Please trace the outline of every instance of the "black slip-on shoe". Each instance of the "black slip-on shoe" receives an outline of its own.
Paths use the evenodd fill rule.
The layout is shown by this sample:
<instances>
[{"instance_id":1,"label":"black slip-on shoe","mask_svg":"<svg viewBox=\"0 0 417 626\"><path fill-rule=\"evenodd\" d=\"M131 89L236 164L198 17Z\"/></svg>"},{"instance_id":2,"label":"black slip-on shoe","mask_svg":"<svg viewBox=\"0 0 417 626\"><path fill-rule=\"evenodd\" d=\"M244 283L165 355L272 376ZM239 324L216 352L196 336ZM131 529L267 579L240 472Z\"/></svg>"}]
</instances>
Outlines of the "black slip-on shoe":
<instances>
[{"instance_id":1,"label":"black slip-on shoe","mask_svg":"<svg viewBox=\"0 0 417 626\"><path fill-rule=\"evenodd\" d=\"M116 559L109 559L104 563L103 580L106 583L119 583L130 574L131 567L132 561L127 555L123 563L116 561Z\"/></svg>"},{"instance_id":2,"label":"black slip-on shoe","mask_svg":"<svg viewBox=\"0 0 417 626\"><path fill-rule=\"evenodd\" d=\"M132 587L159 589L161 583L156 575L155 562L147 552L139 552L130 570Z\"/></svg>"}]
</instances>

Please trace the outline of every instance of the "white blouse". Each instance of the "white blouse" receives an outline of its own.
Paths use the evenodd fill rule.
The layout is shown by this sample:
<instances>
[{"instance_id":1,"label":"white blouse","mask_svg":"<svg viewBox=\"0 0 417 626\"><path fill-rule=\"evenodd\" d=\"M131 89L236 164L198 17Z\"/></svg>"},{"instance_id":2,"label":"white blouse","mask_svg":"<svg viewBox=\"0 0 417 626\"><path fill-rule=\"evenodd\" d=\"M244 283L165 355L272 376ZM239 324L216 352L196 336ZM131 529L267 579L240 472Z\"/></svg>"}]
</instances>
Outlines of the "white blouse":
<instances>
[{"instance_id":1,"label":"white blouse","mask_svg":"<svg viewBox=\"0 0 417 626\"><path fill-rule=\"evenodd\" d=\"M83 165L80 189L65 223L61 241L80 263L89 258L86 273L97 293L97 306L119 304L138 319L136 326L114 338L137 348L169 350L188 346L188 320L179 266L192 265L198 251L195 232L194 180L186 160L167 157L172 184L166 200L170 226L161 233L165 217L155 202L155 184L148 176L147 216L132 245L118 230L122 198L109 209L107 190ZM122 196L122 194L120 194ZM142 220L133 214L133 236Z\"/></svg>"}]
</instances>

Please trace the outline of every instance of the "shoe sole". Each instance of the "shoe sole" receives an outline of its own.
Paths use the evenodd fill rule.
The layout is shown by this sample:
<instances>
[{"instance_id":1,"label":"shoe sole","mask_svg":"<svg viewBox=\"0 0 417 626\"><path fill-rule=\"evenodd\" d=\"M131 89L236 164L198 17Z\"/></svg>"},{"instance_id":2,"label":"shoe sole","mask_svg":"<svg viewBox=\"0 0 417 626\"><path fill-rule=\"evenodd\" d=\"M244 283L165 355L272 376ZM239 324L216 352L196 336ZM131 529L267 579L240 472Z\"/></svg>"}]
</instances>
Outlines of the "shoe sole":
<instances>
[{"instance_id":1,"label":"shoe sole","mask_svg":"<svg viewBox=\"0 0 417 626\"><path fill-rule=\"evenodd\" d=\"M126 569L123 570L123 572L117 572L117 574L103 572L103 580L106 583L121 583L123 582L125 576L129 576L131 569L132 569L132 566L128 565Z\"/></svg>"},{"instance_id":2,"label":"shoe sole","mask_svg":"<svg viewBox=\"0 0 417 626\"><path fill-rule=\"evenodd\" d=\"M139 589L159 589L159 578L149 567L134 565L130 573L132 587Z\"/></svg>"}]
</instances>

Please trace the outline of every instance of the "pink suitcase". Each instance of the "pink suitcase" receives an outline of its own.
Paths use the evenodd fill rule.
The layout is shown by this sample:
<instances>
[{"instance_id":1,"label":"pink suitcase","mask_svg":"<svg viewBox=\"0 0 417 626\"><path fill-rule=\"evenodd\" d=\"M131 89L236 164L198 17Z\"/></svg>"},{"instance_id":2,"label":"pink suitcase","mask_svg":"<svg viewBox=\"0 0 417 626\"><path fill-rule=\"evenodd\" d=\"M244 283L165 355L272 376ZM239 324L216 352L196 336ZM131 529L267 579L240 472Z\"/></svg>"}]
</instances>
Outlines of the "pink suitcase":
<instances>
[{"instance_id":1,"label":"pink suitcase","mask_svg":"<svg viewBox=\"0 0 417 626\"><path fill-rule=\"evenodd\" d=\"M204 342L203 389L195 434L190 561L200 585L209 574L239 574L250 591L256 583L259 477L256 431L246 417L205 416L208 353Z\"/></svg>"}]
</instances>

────────────────────────────────────────

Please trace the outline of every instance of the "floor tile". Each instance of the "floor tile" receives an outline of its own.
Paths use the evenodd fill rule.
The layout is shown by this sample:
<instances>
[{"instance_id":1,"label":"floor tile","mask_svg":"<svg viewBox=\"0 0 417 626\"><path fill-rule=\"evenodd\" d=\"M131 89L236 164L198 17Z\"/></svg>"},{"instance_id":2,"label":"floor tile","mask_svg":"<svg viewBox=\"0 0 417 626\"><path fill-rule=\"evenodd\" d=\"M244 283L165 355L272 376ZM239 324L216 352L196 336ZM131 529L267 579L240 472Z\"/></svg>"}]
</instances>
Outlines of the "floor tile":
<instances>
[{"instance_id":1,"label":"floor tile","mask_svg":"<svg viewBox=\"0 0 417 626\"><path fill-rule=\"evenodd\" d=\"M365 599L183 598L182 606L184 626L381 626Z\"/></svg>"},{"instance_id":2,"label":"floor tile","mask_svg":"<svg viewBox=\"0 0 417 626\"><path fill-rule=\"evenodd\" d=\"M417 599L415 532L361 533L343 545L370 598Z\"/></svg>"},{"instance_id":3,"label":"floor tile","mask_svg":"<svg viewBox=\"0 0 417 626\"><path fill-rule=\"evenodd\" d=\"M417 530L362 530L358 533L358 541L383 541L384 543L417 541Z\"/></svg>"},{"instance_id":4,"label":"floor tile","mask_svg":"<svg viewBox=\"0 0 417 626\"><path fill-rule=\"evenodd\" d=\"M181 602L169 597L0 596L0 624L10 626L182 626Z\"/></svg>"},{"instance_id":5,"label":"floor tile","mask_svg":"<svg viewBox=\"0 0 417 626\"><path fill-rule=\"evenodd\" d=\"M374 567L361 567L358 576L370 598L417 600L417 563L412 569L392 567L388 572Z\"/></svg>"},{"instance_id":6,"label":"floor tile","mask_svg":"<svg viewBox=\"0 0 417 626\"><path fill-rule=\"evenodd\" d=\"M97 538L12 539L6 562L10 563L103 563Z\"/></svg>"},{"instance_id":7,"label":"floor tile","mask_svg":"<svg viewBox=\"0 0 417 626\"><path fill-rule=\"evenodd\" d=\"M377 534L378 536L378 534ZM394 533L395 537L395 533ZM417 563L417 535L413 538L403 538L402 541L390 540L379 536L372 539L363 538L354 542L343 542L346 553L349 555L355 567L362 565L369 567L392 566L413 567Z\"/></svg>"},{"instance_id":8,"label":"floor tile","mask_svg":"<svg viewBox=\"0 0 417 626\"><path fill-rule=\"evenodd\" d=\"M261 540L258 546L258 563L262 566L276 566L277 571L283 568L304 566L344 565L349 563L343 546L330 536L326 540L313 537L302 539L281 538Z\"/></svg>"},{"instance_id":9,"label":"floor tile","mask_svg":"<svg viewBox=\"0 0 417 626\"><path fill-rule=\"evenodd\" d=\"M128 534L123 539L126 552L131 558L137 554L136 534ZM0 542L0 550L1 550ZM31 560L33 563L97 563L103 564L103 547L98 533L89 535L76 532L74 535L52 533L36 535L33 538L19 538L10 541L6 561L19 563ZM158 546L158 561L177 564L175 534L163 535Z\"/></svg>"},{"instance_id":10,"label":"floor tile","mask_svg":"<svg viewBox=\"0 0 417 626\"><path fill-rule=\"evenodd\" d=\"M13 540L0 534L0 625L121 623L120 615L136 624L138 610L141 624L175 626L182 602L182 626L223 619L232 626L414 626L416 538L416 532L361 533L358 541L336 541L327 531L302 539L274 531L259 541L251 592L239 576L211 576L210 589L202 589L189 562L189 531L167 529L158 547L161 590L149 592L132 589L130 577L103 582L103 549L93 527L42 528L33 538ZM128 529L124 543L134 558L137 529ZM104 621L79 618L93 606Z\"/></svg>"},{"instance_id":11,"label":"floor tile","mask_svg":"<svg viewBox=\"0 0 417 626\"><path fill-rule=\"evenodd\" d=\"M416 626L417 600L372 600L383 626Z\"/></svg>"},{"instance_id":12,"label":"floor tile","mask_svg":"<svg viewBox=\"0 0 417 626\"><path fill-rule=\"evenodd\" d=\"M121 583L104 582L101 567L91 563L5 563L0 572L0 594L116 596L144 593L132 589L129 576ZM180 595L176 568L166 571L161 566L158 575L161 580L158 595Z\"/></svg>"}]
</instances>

────────────────────────────────────────

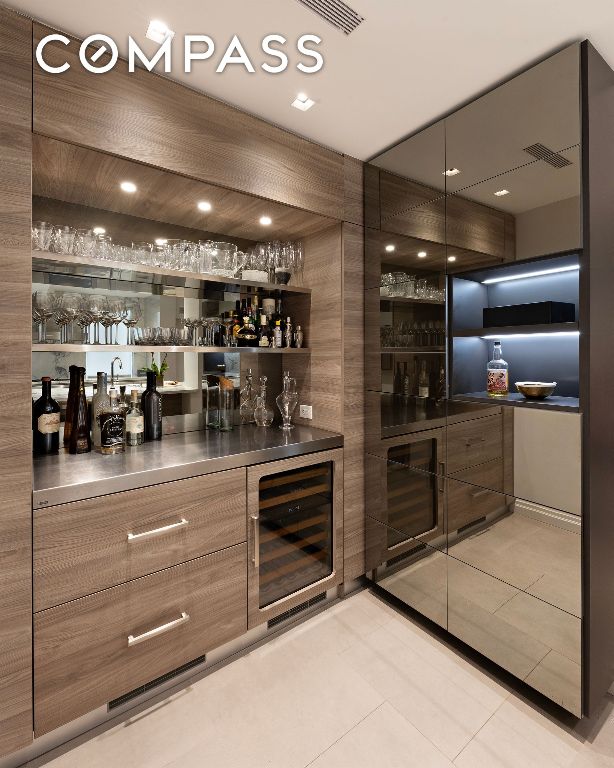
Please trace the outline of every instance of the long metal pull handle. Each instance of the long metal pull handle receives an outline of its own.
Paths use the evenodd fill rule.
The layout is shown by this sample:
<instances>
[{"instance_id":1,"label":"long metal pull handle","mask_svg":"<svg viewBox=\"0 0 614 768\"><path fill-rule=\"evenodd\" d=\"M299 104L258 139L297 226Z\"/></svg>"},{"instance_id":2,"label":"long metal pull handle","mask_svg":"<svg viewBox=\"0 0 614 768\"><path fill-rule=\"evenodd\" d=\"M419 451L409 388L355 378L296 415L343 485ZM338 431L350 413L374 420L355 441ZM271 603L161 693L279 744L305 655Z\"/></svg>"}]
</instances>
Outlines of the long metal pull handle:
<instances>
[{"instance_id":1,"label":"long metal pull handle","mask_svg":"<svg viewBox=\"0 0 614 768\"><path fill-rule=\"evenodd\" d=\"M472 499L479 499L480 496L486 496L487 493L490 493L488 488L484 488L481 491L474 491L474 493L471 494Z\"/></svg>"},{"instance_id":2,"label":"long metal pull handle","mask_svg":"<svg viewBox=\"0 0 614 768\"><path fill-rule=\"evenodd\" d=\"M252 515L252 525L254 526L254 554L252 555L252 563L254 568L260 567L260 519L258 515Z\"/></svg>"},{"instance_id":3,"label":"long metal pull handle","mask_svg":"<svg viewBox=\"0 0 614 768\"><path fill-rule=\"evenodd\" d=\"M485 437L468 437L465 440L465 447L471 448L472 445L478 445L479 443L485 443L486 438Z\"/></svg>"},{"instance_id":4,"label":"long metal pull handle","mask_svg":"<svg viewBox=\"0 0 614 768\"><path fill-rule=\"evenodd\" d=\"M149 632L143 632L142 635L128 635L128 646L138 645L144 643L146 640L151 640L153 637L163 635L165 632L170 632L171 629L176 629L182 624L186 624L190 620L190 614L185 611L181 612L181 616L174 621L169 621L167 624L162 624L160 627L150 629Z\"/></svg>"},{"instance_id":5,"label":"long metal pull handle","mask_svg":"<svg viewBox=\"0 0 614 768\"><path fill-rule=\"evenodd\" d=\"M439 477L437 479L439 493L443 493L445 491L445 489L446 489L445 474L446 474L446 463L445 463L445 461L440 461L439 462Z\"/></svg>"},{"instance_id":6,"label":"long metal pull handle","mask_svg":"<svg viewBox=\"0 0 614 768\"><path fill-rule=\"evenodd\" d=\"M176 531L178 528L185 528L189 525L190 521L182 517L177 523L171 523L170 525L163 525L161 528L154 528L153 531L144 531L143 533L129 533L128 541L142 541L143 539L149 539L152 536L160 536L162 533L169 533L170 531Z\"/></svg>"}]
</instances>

────────────────────────────────────────

Each line in the entries above that includes the string "every" adds to the count; state that count only.

Solution below> 6